**Data items:**
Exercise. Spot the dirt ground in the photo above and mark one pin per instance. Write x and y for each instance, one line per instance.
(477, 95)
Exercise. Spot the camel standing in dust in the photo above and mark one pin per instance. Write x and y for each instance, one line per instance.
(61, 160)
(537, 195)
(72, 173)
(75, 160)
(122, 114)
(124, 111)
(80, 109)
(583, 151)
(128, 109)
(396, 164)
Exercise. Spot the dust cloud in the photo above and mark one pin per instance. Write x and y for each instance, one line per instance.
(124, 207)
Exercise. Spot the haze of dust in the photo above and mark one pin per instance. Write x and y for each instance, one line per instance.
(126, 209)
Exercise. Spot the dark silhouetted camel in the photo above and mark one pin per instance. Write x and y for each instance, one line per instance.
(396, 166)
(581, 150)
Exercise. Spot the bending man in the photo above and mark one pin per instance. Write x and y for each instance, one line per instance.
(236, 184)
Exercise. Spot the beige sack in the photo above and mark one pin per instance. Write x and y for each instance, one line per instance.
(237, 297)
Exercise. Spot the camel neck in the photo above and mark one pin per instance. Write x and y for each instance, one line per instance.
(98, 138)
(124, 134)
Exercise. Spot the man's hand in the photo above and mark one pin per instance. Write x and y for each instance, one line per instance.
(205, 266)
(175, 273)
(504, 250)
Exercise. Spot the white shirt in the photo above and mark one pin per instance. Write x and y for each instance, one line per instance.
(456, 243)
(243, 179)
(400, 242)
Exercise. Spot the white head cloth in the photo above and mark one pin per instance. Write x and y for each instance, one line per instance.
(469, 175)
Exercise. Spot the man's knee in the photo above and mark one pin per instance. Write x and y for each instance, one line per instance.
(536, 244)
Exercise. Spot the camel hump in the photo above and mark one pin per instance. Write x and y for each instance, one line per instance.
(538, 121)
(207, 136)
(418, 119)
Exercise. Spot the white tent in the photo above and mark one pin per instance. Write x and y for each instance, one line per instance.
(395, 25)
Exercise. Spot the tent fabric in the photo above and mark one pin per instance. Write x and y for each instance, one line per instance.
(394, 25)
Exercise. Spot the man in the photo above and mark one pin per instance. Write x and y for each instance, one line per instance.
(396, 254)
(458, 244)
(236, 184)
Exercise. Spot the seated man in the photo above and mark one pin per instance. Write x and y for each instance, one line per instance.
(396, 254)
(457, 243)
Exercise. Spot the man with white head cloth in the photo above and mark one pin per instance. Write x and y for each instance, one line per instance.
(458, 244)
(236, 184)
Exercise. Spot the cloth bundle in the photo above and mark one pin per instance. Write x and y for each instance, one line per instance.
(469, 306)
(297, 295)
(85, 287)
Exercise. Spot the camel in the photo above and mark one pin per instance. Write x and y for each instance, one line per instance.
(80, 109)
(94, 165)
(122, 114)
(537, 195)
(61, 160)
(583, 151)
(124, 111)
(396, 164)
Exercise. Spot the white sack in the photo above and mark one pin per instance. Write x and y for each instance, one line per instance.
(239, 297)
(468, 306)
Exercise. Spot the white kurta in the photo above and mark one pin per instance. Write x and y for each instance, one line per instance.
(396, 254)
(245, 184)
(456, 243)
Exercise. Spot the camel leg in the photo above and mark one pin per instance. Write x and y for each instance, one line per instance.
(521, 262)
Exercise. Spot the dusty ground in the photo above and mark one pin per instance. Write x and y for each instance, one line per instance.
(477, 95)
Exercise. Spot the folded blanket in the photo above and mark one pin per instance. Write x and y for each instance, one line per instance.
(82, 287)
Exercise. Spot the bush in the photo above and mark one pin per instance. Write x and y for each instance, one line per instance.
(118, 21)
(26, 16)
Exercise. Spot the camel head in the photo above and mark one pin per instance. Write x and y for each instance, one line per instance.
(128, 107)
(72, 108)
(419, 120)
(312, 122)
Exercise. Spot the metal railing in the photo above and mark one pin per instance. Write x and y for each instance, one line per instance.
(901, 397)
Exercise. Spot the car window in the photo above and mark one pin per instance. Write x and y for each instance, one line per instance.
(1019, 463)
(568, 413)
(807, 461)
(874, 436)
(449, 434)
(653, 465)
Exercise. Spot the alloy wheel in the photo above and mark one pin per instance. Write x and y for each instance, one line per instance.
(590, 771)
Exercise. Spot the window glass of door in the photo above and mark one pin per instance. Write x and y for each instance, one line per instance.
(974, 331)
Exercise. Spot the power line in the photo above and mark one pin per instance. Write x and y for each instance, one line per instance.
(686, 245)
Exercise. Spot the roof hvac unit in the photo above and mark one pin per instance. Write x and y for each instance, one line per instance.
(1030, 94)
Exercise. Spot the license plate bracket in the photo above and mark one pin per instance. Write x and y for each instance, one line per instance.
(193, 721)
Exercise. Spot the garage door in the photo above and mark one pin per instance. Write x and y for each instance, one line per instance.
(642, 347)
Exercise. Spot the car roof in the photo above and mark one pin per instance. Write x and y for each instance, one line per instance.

**DESCRIPTION OF THE TASK:**
What you return must be the entries, given again word for word.

**EXERCISE RESPONSE:**
Exercise. Spot the dirt ground in the photo above and mark one pin per instance. Write x and y for each instance, one line per instance.
(477, 95)
Exercise. Spot the camel standing in dust in the photo above and mark one pin per instance. Write x and y for each instance, one line per instance.
(61, 160)
(537, 195)
(72, 173)
(75, 160)
(122, 114)
(124, 111)
(80, 109)
(583, 151)
(128, 109)
(396, 164)
Exercise. Spot the dust cloud in the photo above and mark one pin per instance. Write x and y for each instance, one line per instance.
(124, 207)
Exercise. Spot the haze of dust in the photo above and mark one pin per instance. Write x and y for each instance, one line per instance.
(126, 209)
Exercise. Spot the dark silhouetted camel in the photo above and mark one pin per instance. Write x and y for each instance, one line per instance.
(396, 166)
(581, 150)
Exercise. Spot the bending man in the photo above and mark one pin per instance. Write x and y for each instance, one line per instance.
(236, 184)
Exercise. Spot the beige sack in the photo above and mark one pin per instance. Write x and y for each instance, one line per instance.
(237, 297)
Exercise. Spot the camel neck in the photo above and mark one pin per instance. Write x and y for each instance, one line per instance.
(98, 138)
(124, 134)
Exercise. Spot the man's hand in the photo above and mark one pin per instance. Write x and y for each instance, one line per instance.
(205, 266)
(175, 273)
(504, 250)
Exercise. Spot the white shirt in the photo above and mark one pin per instance. Write x and y for each instance, one line per instance.
(456, 243)
(243, 179)
(400, 242)
Exercise. Spot the white head cloth in the photo above and mark one pin per instance. Write x and y for each instance, one line per instance.
(469, 175)
Exercise. Spot the man's knee in the photo above and mark one pin per instance. Write x and y for each instance, one line per instance.
(536, 244)
Exercise. Spot the camel hump in the photo above and mark one pin per instance. Write x and y for each instance, one line per instance.
(538, 121)
(207, 136)
(418, 119)
Exercise. Spot the white tent in the photo above and mark one pin per instance. Write x and y for each instance, one line per instance.
(395, 25)
Exercise. Spot the tent fabric in the photo above and mark one pin per instance. Write x and y for each instance, one line per instance.
(394, 25)
Exercise. Spot the man in the photo above and mark one pin per instance. Write x and y for each instance, one line per instance.
(396, 254)
(458, 244)
(236, 184)
Exercise. Spot the seated man in the photo above and mark one pin per instance. Write x and y for each instance, one line per instance.
(396, 254)
(457, 243)
Exercise. Spot the man with white head cloth in the photo above and mark one pin per instance. Write x and y for each instance, one line per instance.
(458, 244)
(236, 184)
Exercise. Spot the cloth bundle in the photo above and mark one pin per instance. Write x and y for each instance, one line per instance.
(469, 306)
(297, 295)
(85, 287)
Exercise. Spot the camel in the photo above and mark one pin per instance. Write x and y for each instance, one line per instance.
(80, 109)
(94, 165)
(122, 114)
(537, 195)
(61, 160)
(583, 151)
(124, 111)
(396, 164)
Exercise. Spot the white sack in the photo above and mark one pin per instance. Write x and y for each instance, one line per instance.
(239, 297)
(468, 306)
Exercise. Spot the white kurta in the photo above and mark one pin per instance. Write x and y for each instance, one line per instance.
(396, 254)
(245, 184)
(456, 243)
Exercise. Spot the camel leg in the photo above and mark one pin per instance. Write x and y for each instance, one line per instance.
(521, 262)
Exercise. Spot the dusty ground in the photo above and mark one pin per instance. Write x and y for each instance, one line per instance.
(477, 95)
Exercise. Spot the folded blanket in the photo above and mark one pin per instance. Write x and y for each instance, one line per instance.
(82, 287)
Exercise. Spot the bush in the photo above and mark one pin per instance. Write x and y for each instance, one line per instance.
(118, 21)
(26, 16)
Exercise. Spot the camel head in the photo above and mark one pin per instance. Write x and y for each instance, one line per instance.
(128, 107)
(72, 108)
(419, 120)
(312, 122)
Exercise. Spot the metal railing in the photo above and mark one pin per instance. Write x and y for each instance, one line per instance.
(901, 397)
Exercise. Spot the car window in the photo above and mark one pin per instance. Write x and y for each instance, one line per instance.
(1019, 463)
(568, 413)
(807, 461)
(874, 436)
(449, 434)
(653, 465)
Exercise. Spot the alloy wheel in the photo above and mark one pin per instance. Write x and y for each instance, one line per instance.
(590, 771)
Exercise. Spot the window glass of door in the photo above and mark one pin per instance. Write x and y for each instance, one line per instance.
(974, 331)
Exercise. Spot the power line in the photo above and mark one pin per instance. Write x and y for each instance, one line per instance.
(686, 245)
Exercise. Spot the roof hvac unit in the photo above and mark one pin per instance. Write x and y for each instance, one line per instance.
(1030, 94)
Exercise. Spot the license plate bracket in the photo above and mark one pin per instance. Write x and y for each instance, one line per instance.
(193, 721)
Exercise. Spot the garage door in the photo above and mark one pin per instance. Write x and y for each instance, one line per instance.
(642, 347)
Exercise. Spot the car roof in the photo above and mark one pin per instance. Write x and y for each instance, one line per instance.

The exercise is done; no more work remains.